▶ [Required tasks]
1 – Repeat everything from "I have, in my" down to "added by me." in the post on The Vocation of Woman.
2 – According to the post on The Vocation of Woman, which company published that book?
3 – Take the post on The Vocation of Woman further, writing on from its final sentence.

▶ [Selected text]
◆ ◆ ◆ ◆ ◆ ◆ ◆

2.13.2007
Why educate women? Why not educate women?
I have, in my possession, a book called The Vocation of Woman, by Mrs. Archibald Colquhoun, an anti-woman-suffragist. (Google tells me that her first name was Ethel and that her first husband was Archibald Ross Colquhoun.) It was published by MacMillan and Co. in London in 1913, was given as a gift to the Episcopal Divinity School Library in Cambridge, MA by one "Very Reverend E.S. Rousmaniere,2 was withdrawn from the library at an unknown date, and I purchased it at some point.
Some choice bits include Chapter 10, "Education of the Unmarried Woman." Anything in brackets was added by me.
It has been said, earlier in this book, that matters would be immediately simplified if one knew beforehand which girls would marry and which would not--if, in short, they came into the world labelled. The uncertainty of their destination complicates the question of education and training in what may appear to be a hopeless manner. After all that has been said as to the main womanly function and its social and psychical significance it is hardly necessary to reiterate [yet, of course she does!] that the woman who does not marry misses the highest possibilities of her sex, and the vast majority of mothers, even if their own matrimonial experience has been unfortunate, instinctively hope for their girls a happy marriage as the crown of a successful life. Yet, in obedience to the modern theory of female education, these mothers permit their daughters to be trained for everything but matrimony.Really, you should just read the whole book for the full effect. Mrs. Archibald Colquhoun then goes on to quote, at great length, one Walter Heape, who, in an essay titled "Sex Antagonism,"3 explains that "if a woman is to have a fair chance of physical health, whether as married or single, she must not be treated like a boy, whose organs are differently constituted, or permitted overstrain of mind or body during the critical period of womanly development." Mrs. Colquhoun felt that she must not be treated as a boy in really any respect, but including education. Studying hard and taking many tests were downright dangerous for the physical health of an adolescent woman.

◆ ◆ ◆ ◆ ◆ ◆ ◆

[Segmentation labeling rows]
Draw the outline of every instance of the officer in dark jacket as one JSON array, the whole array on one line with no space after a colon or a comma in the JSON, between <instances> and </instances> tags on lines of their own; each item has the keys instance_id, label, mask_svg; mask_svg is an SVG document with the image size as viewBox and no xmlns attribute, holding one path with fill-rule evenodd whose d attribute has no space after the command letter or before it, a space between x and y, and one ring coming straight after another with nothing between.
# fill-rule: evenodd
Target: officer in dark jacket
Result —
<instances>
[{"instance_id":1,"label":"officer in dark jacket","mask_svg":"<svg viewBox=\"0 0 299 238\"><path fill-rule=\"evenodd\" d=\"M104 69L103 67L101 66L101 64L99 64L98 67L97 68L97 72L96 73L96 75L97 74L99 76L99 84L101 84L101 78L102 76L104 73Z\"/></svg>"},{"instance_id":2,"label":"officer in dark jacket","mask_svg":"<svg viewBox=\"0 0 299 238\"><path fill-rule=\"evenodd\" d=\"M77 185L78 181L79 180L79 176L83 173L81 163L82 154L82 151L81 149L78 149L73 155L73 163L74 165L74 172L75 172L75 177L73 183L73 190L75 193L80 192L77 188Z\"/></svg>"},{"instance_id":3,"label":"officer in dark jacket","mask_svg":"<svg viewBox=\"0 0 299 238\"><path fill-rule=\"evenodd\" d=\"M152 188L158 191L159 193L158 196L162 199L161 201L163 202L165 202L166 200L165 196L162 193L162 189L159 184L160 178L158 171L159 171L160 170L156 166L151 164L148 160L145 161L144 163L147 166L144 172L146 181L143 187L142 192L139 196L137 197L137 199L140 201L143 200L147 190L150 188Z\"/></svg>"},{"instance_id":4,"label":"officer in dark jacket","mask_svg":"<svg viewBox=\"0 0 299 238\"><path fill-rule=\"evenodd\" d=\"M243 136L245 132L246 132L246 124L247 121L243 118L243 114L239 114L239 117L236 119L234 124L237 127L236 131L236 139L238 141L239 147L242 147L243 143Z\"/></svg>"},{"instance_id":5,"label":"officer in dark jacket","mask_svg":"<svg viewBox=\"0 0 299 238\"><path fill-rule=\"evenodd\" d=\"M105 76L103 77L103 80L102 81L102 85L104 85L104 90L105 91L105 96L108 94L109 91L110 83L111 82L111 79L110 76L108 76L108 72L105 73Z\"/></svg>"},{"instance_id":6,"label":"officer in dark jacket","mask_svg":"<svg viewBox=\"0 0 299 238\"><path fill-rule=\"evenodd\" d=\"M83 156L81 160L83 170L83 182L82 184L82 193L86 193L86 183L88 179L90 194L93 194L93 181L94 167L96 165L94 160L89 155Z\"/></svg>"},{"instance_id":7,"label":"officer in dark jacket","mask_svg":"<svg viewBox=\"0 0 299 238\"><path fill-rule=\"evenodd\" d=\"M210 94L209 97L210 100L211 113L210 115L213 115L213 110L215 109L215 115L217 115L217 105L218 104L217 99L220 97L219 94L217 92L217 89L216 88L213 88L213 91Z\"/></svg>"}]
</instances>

◆ ◆ ◆ ◆ ◆ ◆ ◆

▶ [The results]
1 –
I have, in my possession, a book called The Vocation of Woman, by Mrs. Archibald Colquhoun, an anti-woman-suffragist. (Google tells me that her first name was Ethel and that her first husband was Archibald Ross Colquhoun.) It was published by MacMillan and Co. in London in 1913, was given as a gift to the Episcopal Divinity School Library in Cambridge, MA by one "Very Reverend E.S. Rousmaniere,2 was withdrawn from the library at an unknown date, and I purchased it at some point.
Some choice bits include Chapter 10, "Education of the Unmarried Woman." Anything in brackets was added by me.

2 – MacMillan and Co.

3 –
In preparing these young runners for the race that is set before them, moreover, let us remember the Nemesis which overtakes those who train too long or too hard. In the attempt to equip them we may actually snatch the prize from their hands....[T]he great harm that has been done to girls is that in the revolt from one dogma we have gone to the extreme of another. From conceiving wifehood and maternity as the only vocations for women we are swinging over to the theory that they are not vocations at all--merely "incidents." It is said that the aim of female education formerly was to enable girls to achieve matrimony. Nowadays it seems as if the whole aim is to prevent them from achieving it successfully. [Recent studies show that the falling marriage rate in the United States is almost exclusively among women who don't get a higher education. College-educated women are actually more likely to marry than other women.] This book is a plea for the setting on one side of all such notions.
...The merits and de-merits of co-education are far too controversial to be discussed here, although the writer has been interested in the question for many years and has made some study of it in the United States and elsewhere. Up to the age of ten it appears to have many advantages; after that certain disadvantages intervene....Evidence gathered in the United States points to the conclusion that, far from reducing sex-consciousness or putting of the age of sex attraction, boys and girls educated together show great precocity in their love affairs, though the temperamental sexual frigidity of a large number of American women (a curious phenomenon which cannot be discussed here) probably prevents much immediate harm coming from these boy and girl flirtations.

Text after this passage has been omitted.